Critical Evaluation:
The film's story and sympathies can be tied directly to the famous Hitchcock film Rear Window, wherein a man recuperating from injuries entertains himself by watching his neighbors from his apartment window. Like Scotty in the earlier film, Kale becomes convinced his neighbor is a murderer. The plotline reflects the suspense, tension, and boredom found when a man is left to his imagination and immobility. However, Disturbia is no mere homage, and Caruso very ably lingers on the fear and impossibility experienced when the rug is suddenly swept out from under you. Though Kale's suspicions are somewhat obviously confirmed midway through the film, the rhythm and the tension produce a highly likable and suspenseful murder mystery.
Viewer's Annotation:
Kale can't shake the tragic death of his father. When he is placed under house arrest for assault, he begins believing there is violence all around him. Is Kale right, or delusional?
Genre:
Mystery/Suspence
Director Info:
Caruso's most notable film prior to Disturbia, was his Salton Sea, a cult classic starring Val Kilmer. He has been a director-for-hire for various television shows, including The Shield and Smallville.
Filmtalking Ideas:
*Are Kale's troubles rooted in his inability to deal with the loss of his father?
*Does the film's trajectory ever allow any sort of catharsis concerning Kale's loss?
*Will a girlfriend and a solved murder resolve Kale's problems?
Viewer Level/Interest Age:
13 and up.
Challenge Issues:
Film is rated PG-13 for violence and language. Some scenes hint at very macabre scenarios, but little is glimpsed. This and the film's rating render challenges rationally answerable. Further, its presence is unlikely at a school library, while more likely to be found at a public library.
Why Include?:
I have always been curious about the top-selling, Vertigo knock-off, and I wasn't disappointed.

Monday, December 7, 2009

Nick &Norah's Infinite Playlist

Nick & Norah's Infinite Playlist
Directed by Peter Sollett
Based on a book by Rachel Cohn
2008
Depth of Field
Rated PG-13

Plot Summary:
Norah's been rocking out to various mixtapes sent by a heartbroken Nick to his former girlfriend for a while now.
The two finally meet one crazy night in Manhattan, Norah asking him to be her boyfriend "for 5 minutes." Nick agrees, and a bumpy night ensues...Norah's best friend gets so wasted she can't see straight. Nick's bandmates drive around for hours in search of the elusive late-night gig by everyone's favorite underground band Fluffy. And Norah and Nick keep dancing around each other and looking back at their old flames, unsure if they should move forward together or not.

Segmentation labeling items:
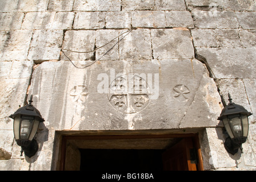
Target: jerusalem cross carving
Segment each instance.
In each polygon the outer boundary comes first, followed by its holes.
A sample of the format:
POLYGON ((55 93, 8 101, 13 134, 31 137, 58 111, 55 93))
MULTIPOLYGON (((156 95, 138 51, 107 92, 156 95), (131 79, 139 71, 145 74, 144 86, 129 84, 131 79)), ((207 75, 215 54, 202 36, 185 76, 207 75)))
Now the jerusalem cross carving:
POLYGON ((116 110, 126 114, 135 113, 149 104, 149 90, 147 82, 139 75, 124 75, 111 82, 109 100, 116 110))

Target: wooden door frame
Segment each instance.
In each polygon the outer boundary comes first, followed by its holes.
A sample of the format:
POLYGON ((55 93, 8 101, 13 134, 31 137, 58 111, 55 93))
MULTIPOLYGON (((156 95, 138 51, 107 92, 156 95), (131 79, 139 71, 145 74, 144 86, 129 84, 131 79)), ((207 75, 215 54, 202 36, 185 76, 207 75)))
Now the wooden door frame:
POLYGON ((158 135, 62 135, 61 142, 61 158, 59 163, 59 171, 64 171, 65 168, 65 159, 67 142, 69 140, 93 140, 93 139, 155 139, 155 138, 192 138, 193 144, 197 152, 198 163, 197 170, 203 171, 203 159, 200 148, 198 134, 158 134, 158 135))

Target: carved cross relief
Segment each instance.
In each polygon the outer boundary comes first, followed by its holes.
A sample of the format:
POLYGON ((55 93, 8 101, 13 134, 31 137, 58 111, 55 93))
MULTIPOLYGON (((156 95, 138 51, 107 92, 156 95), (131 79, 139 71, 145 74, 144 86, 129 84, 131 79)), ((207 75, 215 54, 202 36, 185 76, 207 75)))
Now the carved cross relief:
POLYGON ((149 104, 149 90, 143 78, 137 75, 125 75, 111 82, 109 100, 116 110, 123 113, 135 113, 149 104))

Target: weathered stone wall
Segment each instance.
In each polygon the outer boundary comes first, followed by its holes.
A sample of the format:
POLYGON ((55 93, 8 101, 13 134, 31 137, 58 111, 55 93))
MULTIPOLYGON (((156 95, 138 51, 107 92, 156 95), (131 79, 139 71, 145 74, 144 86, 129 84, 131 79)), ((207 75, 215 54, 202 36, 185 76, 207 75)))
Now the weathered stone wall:
POLYGON ((255 169, 254 115, 243 154, 229 154, 217 120, 219 93, 200 61, 210 66, 226 102, 229 92, 254 114, 255 11, 253 0, 2 1, 0 169, 56 169, 55 131, 191 128, 205 129, 205 169, 255 169), (78 69, 67 57, 78 67, 93 64, 78 69), (134 96, 109 93, 109 86, 118 84, 110 77, 113 69, 122 79, 158 76, 153 82, 158 97, 149 99, 147 85, 134 96), (109 76, 106 93, 98 92, 99 75, 109 76), (46 120, 36 135, 39 152, 30 159, 19 156, 8 117, 27 92, 46 120))

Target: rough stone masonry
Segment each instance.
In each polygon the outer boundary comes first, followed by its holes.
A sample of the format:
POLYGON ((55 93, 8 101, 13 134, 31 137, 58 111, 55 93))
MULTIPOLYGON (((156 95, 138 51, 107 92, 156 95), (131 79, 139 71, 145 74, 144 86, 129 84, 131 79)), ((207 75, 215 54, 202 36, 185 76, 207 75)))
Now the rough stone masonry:
POLYGON ((217 119, 219 93, 256 113, 254 0, 1 1, 0 42, 1 170, 57 169, 56 131, 191 129, 203 129, 205 169, 256 169, 254 114, 234 156, 217 119), (143 74, 144 92, 110 93, 143 74), (99 75, 109 76, 107 92, 99 75), (27 93, 46 120, 31 158, 19 156, 8 117, 27 93))

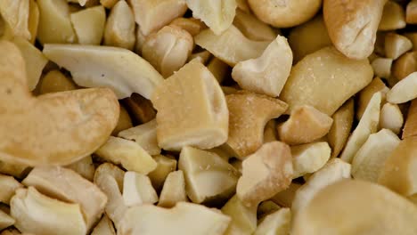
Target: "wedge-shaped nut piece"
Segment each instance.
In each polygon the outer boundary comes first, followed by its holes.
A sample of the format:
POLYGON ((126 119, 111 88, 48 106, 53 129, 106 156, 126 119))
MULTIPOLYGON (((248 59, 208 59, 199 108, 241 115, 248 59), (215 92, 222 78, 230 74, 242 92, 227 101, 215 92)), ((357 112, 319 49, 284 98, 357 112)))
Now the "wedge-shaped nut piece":
POLYGON ((387 0, 324 0, 324 22, 333 45, 346 56, 362 60, 373 51, 387 0))
POLYGON ((143 174, 153 171, 157 166, 155 160, 139 144, 119 137, 109 137, 95 154, 107 161, 121 164, 128 171, 143 174))
POLYGON ((160 192, 158 206, 164 207, 175 207, 177 202, 187 201, 185 192, 185 179, 183 171, 169 173, 164 182, 164 187, 160 192))
POLYGON ((239 173, 217 154, 184 147, 178 160, 186 191, 194 203, 228 199, 234 193, 239 173))
POLYGON ((221 35, 216 35, 210 29, 202 30, 194 41, 230 66, 259 57, 270 43, 249 40, 233 25, 221 35))
POLYGON ((278 96, 290 76, 292 52, 284 36, 278 36, 257 59, 233 67, 232 77, 248 91, 278 96))
POLYGON ((106 12, 102 5, 71 13, 70 19, 78 44, 100 45, 106 24, 106 12))
POLYGON ((87 231, 78 204, 46 197, 34 187, 17 190, 10 208, 14 226, 22 232, 84 235, 87 231))
POLYGON ((104 45, 132 50, 136 40, 135 16, 126 1, 119 1, 111 8, 104 29, 104 45))
POLYGON ((344 161, 352 162, 355 154, 366 142, 369 135, 377 131, 380 123, 380 93, 376 93, 369 101, 359 124, 348 139, 345 149, 341 152, 340 158, 344 161))
POLYGON ((290 119, 278 126, 279 139, 288 144, 308 143, 329 133, 333 119, 308 105, 292 109, 290 119))
POLYGON ((122 48, 45 45, 44 54, 71 72, 74 81, 86 87, 110 87, 119 99, 138 93, 149 99, 163 77, 137 54, 122 48))
POLYGON ((280 142, 262 145, 242 164, 236 194, 247 206, 256 206, 285 190, 292 180, 292 159, 290 147, 280 142))
POLYGON ((368 60, 355 61, 332 47, 304 57, 291 69, 280 98, 295 107, 307 104, 331 116, 372 79, 368 60), (338 91, 338 93, 334 93, 338 91))
POLYGON ((225 95, 210 71, 196 60, 165 80, 151 101, 158 110, 157 137, 162 149, 211 149, 226 141, 225 95))
POLYGON ((31 166, 68 165, 105 142, 119 117, 119 102, 110 89, 35 98, 27 87, 19 49, 3 41, 0 54, 1 86, 4 88, 0 95, 1 160, 31 166))
POLYGON ((344 180, 317 193, 295 217, 291 234, 411 235, 416 220, 417 207, 387 188, 344 180))
POLYGON ((127 209, 118 234, 220 235, 229 223, 228 216, 200 205, 179 202, 170 209, 143 205, 127 209))
POLYGON ((240 159, 259 149, 266 123, 280 117, 288 107, 278 99, 248 92, 229 94, 226 101, 230 112, 226 144, 240 159))
POLYGON ((166 26, 146 37, 142 55, 168 77, 185 64, 193 45, 192 36, 185 29, 166 26))
POLYGON ((135 20, 142 33, 148 36, 152 31, 168 25, 187 11, 184 0, 127 0, 135 13, 135 20))

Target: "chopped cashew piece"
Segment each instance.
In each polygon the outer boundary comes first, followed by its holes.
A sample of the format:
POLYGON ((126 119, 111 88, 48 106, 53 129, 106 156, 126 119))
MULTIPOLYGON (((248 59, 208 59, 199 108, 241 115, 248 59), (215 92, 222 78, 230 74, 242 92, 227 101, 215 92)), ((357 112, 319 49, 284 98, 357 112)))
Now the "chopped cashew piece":
POLYGON ((0 104, 1 160, 30 166, 68 165, 105 142, 119 117, 119 102, 110 89, 33 97, 19 49, 2 41, 0 54, 1 86, 4 88, 0 104))
POLYGON ((290 147, 280 142, 267 142, 242 163, 236 195, 247 206, 256 206, 288 188, 292 180, 290 147))
POLYGON ((416 220, 417 207, 406 199, 376 183, 343 180, 317 193, 295 217, 291 234, 411 235, 416 220))
POLYGON ((164 150, 211 149, 227 139, 229 112, 210 71, 192 60, 155 90, 157 138, 164 150))
POLYGON ((229 94, 226 101, 230 113, 226 145, 239 159, 259 149, 266 123, 280 117, 288 107, 278 99, 249 92, 229 94))
POLYGON ((249 40, 233 25, 221 35, 216 35, 210 29, 202 30, 194 40, 196 45, 230 66, 259 57, 270 43, 249 40))
POLYGON ((177 202, 187 201, 185 179, 183 171, 169 173, 160 191, 159 207, 173 207, 177 202))
POLYGON ((290 118, 278 126, 279 139, 288 144, 312 142, 329 133, 333 119, 314 107, 302 105, 291 111, 290 118))
POLYGON ((380 93, 376 93, 369 101, 364 115, 355 131, 350 134, 340 158, 350 163, 357 150, 366 142, 369 135, 377 131, 380 123, 380 93))
POLYGON ((127 209, 118 234, 222 235, 229 223, 229 216, 201 205, 179 202, 170 209, 142 205, 127 209))
POLYGON ((307 55, 295 65, 280 98, 290 105, 311 105, 331 116, 372 79, 367 59, 350 60, 333 47, 307 55), (338 91, 335 93, 335 91, 338 91))
POLYGON ((336 48, 362 60, 373 51, 378 25, 387 0, 324 0, 324 22, 336 48))
POLYGON ((87 232, 78 204, 41 194, 34 187, 19 189, 10 201, 14 226, 22 232, 42 235, 85 235, 87 232))
POLYGON ((184 147, 178 169, 185 176, 185 190, 194 203, 228 199, 234 193, 239 173, 227 161, 209 151, 184 147))
POLYGON ((139 144, 119 137, 110 136, 95 154, 114 164, 121 164, 128 171, 143 174, 153 171, 157 166, 152 157, 139 144))
POLYGON ((257 59, 233 67, 232 77, 248 91, 278 96, 290 76, 292 52, 284 36, 278 36, 257 59))
POLYGON ((149 99, 163 77, 145 60, 110 46, 45 45, 44 54, 71 72, 74 81, 86 87, 110 87, 119 99, 138 93, 149 99))
POLYGON ((158 195, 148 176, 127 172, 123 180, 123 199, 127 207, 142 204, 153 204, 158 201, 158 195))

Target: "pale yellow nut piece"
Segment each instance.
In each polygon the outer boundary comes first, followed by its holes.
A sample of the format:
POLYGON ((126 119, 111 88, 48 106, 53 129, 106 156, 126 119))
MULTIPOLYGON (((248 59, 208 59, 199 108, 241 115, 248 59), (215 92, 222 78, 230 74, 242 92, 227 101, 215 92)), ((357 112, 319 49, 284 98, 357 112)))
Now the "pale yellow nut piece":
POLYGON ((288 107, 278 99, 245 91, 227 95, 226 101, 230 112, 226 146, 241 160, 259 149, 266 123, 288 107))
POLYGON ((290 147, 280 142, 267 142, 243 160, 236 195, 247 206, 258 205, 285 190, 292 180, 290 147))
POLYGON ((324 22, 336 48, 349 58, 366 59, 373 51, 386 2, 324 0, 324 22))
POLYGON ((249 40, 233 25, 220 35, 210 29, 202 30, 194 41, 230 66, 259 57, 270 44, 270 41, 249 40))
POLYGON ((216 35, 225 31, 236 14, 235 0, 185 0, 192 16, 201 20, 216 35))
POLYGON ((331 147, 331 158, 339 156, 349 137, 355 113, 353 99, 348 100, 331 116, 333 124, 327 134, 329 145, 331 147))
POLYGON ((320 10, 321 0, 249 0, 250 9, 259 20, 277 28, 302 24, 320 10))
POLYGON ((313 20, 292 28, 288 36, 288 43, 294 54, 294 63, 297 63, 309 53, 331 45, 323 16, 318 15, 313 20))
POLYGON ((127 0, 144 36, 157 31, 187 11, 185 0, 127 0))
POLYGON ((372 76, 367 59, 351 60, 333 47, 325 47, 292 67, 280 99, 290 105, 287 113, 307 104, 331 116, 366 86, 372 76))
POLYGON ((385 161, 378 183, 401 195, 417 193, 417 137, 410 136, 399 143, 385 161))
MULTIPOLYGON (((102 5, 86 8, 71 13, 70 19, 77 34, 77 38, 78 39, 78 44, 100 45, 104 31, 104 25, 106 24, 106 12, 102 5)), ((110 17, 108 19, 109 21, 110 20, 110 17)))
POLYGON ((278 137, 288 144, 312 142, 329 133, 333 119, 309 105, 291 111, 290 118, 278 126, 278 137))
POLYGON ((257 205, 246 207, 234 195, 222 207, 222 213, 232 219, 225 235, 250 235, 257 228, 257 205))
POLYGON ((344 180, 317 193, 295 217, 291 234, 412 235, 416 220, 417 207, 387 188, 344 180))
POLYGON ((42 70, 48 60, 37 47, 23 37, 14 37, 12 42, 20 50, 25 60, 28 85, 29 90, 33 91, 39 82, 42 70))
POLYGON ((128 171, 143 174, 153 171, 157 163, 139 144, 119 137, 110 136, 95 154, 121 166, 128 171))
POLYGON ((229 216, 201 205, 179 202, 170 209, 143 205, 127 209, 118 234, 222 235, 229 223, 229 216))
POLYGON ((239 178, 237 170, 217 154, 188 146, 181 150, 178 169, 184 172, 193 203, 229 199, 239 178))
POLYGON ((98 45, 45 45, 44 54, 68 69, 86 87, 111 88, 119 99, 137 93, 149 99, 163 77, 139 55, 123 48, 98 45))
POLYGON ((173 207, 177 202, 188 201, 183 171, 169 173, 160 191, 159 207, 173 207))
POLYGON ((19 189, 10 202, 14 226, 22 232, 44 235, 84 235, 87 232, 78 204, 62 202, 34 187, 19 189))
POLYGON ((333 184, 342 179, 350 178, 351 166, 339 158, 331 158, 326 165, 313 174, 308 181, 299 187, 293 199, 291 211, 294 215, 302 215, 315 195, 328 185, 333 184))
POLYGON ((369 101, 362 118, 359 120, 359 124, 348 139, 345 149, 340 154, 342 160, 351 163, 355 154, 366 142, 369 135, 376 133, 380 123, 380 93, 374 93, 369 101))
POLYGON ((155 90, 158 144, 164 150, 184 146, 211 149, 227 139, 229 111, 210 71, 196 60, 185 64, 155 90))
POLYGON ((192 36, 176 26, 166 26, 146 37, 142 55, 164 77, 168 77, 187 61, 193 47, 192 36))
POLYGON ((19 49, 3 41, 0 54, 1 160, 30 166, 68 165, 106 141, 119 117, 119 102, 110 89, 33 97, 19 49))
POLYGON ((150 155, 158 155, 160 153, 160 148, 158 146, 156 129, 157 122, 152 119, 145 124, 121 131, 118 136, 137 142, 150 155))
POLYGON ((104 45, 133 50, 135 41, 135 16, 126 1, 119 1, 110 12, 104 29, 104 45))
POLYGON ((276 97, 282 90, 291 67, 291 48, 284 36, 278 36, 260 57, 237 63, 232 77, 245 90, 276 97))

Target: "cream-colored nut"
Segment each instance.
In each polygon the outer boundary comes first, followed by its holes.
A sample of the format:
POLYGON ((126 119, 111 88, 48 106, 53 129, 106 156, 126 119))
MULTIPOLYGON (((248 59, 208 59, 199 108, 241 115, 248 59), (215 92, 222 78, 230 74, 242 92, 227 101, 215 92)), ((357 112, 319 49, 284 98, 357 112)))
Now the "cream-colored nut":
POLYGON ((270 44, 270 41, 248 39, 233 25, 218 36, 210 29, 202 30, 194 37, 194 41, 230 66, 259 57, 270 44))
POLYGON ((323 188, 342 179, 350 178, 350 164, 337 158, 331 158, 297 190, 291 205, 292 213, 302 215, 301 211, 323 188))
POLYGON ((331 158, 339 156, 349 137, 355 113, 353 99, 348 100, 331 116, 333 124, 327 134, 329 144, 331 147, 331 158))
POLYGON ((259 149, 266 122, 280 117, 288 107, 278 99, 245 91, 227 95, 226 101, 230 113, 226 146, 239 159, 259 149))
POLYGON ((70 44, 77 41, 65 0, 37 0, 39 26, 37 40, 45 44, 70 44))
POLYGON ((155 119, 145 124, 126 129, 119 133, 118 136, 137 142, 150 155, 160 153, 157 142, 157 122, 155 119))
POLYGON ((163 77, 145 60, 123 48, 45 45, 44 54, 71 72, 74 81, 86 87, 110 87, 119 99, 137 93, 149 99, 163 77))
POLYGON ((0 105, 0 159, 30 166, 68 165, 91 154, 105 142, 119 117, 119 102, 110 89, 33 97, 27 87, 19 49, 2 41, 0 54, 4 88, 0 105))
POLYGON ((123 199, 127 207, 142 204, 154 204, 158 201, 158 195, 148 176, 127 172, 123 180, 123 199))
POLYGON ((104 45, 133 50, 135 35, 135 16, 126 1, 119 1, 107 18, 104 29, 104 45))
POLYGON ((355 131, 350 134, 345 149, 340 154, 340 158, 350 163, 357 150, 366 142, 369 135, 377 131, 380 123, 381 93, 376 93, 368 102, 366 109, 359 120, 355 131))
POLYGON ((232 218, 225 235, 249 235, 257 228, 257 205, 246 207, 239 197, 234 195, 222 207, 223 214, 232 218))
POLYGON ((187 201, 185 179, 183 171, 169 173, 160 191, 159 207, 173 207, 177 202, 187 201))
POLYGON ((168 25, 187 11, 184 0, 127 0, 135 20, 145 36, 168 25))
POLYGON ((278 126, 278 137, 288 144, 312 142, 326 135, 333 119, 309 105, 298 106, 290 118, 278 126))
POLYGON ((324 22, 333 45, 346 56, 366 59, 373 51, 387 0, 324 0, 324 22))
POLYGON ((156 161, 139 144, 119 137, 110 136, 95 154, 121 166, 128 171, 147 174, 153 171, 156 161))
POLYGON ((185 176, 185 190, 194 203, 228 199, 234 193, 239 173, 215 153, 184 147, 178 169, 185 176))
POLYGON ((214 76, 196 60, 158 86, 151 101, 158 110, 157 137, 162 149, 211 149, 226 141, 225 95, 214 76))
POLYGON ((233 25, 250 40, 272 41, 276 37, 276 33, 269 25, 241 9, 236 9, 233 25))
POLYGON ((368 60, 355 61, 335 48, 325 47, 295 65, 280 98, 290 105, 311 105, 331 116, 372 79, 368 60), (335 93, 335 91, 338 91, 335 93))
MULTIPOLYGON (((106 12, 102 5, 71 13, 70 19, 78 44, 100 45, 106 24, 106 12)), ((108 20, 110 20, 110 17, 108 20)))
POLYGON ((290 147, 280 142, 267 142, 242 163, 236 195, 247 206, 258 205, 285 190, 292 180, 290 147))
POLYGON ((237 4, 234 0, 185 0, 192 16, 200 19, 216 34, 225 31, 233 21, 237 4))
POLYGON ((326 26, 322 15, 299 25, 290 31, 288 43, 294 54, 294 63, 304 56, 323 47, 331 45, 326 26))
POLYGON ((245 90, 275 97, 280 95, 291 66, 291 48, 284 36, 278 36, 260 57, 237 63, 232 77, 245 90))
POLYGON ((291 147, 292 178, 298 178, 308 173, 315 173, 326 164, 331 149, 325 142, 312 142, 291 147))
POLYGON ((100 219, 107 203, 106 195, 96 185, 61 166, 35 167, 22 183, 57 199, 79 204, 87 230, 100 219))
POLYGON ((259 20, 277 28, 302 24, 319 11, 321 0, 249 0, 250 9, 259 20))
POLYGON ((193 45, 192 36, 186 30, 166 26, 146 37, 142 55, 164 77, 168 77, 185 64, 193 45))
POLYGON ((19 189, 10 201, 14 226, 22 232, 84 235, 87 232, 78 204, 41 194, 34 187, 19 189))

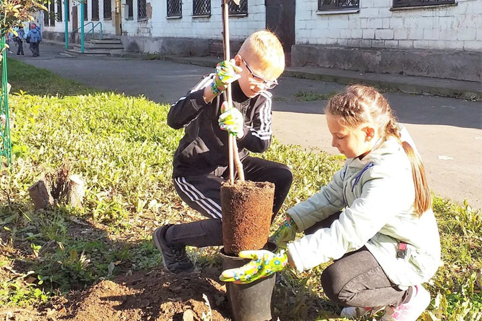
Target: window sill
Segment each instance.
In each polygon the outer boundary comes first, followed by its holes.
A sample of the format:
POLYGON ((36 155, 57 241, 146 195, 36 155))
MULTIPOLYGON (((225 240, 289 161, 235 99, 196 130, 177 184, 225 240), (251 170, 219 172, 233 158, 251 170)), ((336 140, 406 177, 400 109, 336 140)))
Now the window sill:
POLYGON ((458 6, 457 3, 446 4, 445 5, 431 5, 430 6, 412 6, 411 7, 397 7, 390 8, 390 11, 406 11, 407 10, 417 10, 417 9, 443 9, 450 7, 458 6))
POLYGON ((339 10, 318 10, 316 14, 319 16, 324 15, 347 15, 349 14, 357 14, 360 12, 359 8, 354 9, 340 9, 339 10))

§ Stated exercise 1
Answer these questions using the film review excerpt:
(a) Which Hitchcock film is Disturbia's story tied to?
(b) What viewer age is given for Disturbia?
(c) Who directed Nick & Norah's Infinite Playlist?
§ Stated exercise 2
From the film review excerpt, output the passage starting with "Nick &Norah's Infinite" and going on through "together or not.".
§ Stated exercise 3
Turn the paragraph in the film review excerpt that begins "Film is rated PG-13 for violence and language" into a short bulleted list that keeps its main facts.
These records come from a different source than the film review excerpt.

§ Complete answer 1
(a) Rear Window
(b) 13 and up
(c) Peter Sollett

§ Complete answer 2
Nick &Norah's Infinite Playlist

Nick & Norah's Infinite Playlist
Directed by Peter Sollett
Based on a book by Rachel Cohn
2008
Depth of Field
Rated PG-13

Plot Summary:
Norah's been rocking out to various mixtapes sent by a heartbroken Nick to his former girlfriend for a while now.
The two finally meet one crazy night in Manhattan, Norah asking him to be her boyfriend "for 5 minutes." Nick agrees, and a bumpy night ensues...Norah's best friend gets so wasted she can't see straight. Nick's bandmates drive around for hours in search of the elusive late-night gig by everyone's favorite underground band Fluffy. And Norah and Nick keep dancing around each other and looking back at their old flames, unsure if they should move forward together or not.

§ Complete answer 3
- Rated PG-13 for violence and language.
- Some scenes hint at very macabre scenarios, but little is shown.
- These points and the rating make challenges rationally answerable.
- The film is unlikely to be in a school library and more likely to be in a public library.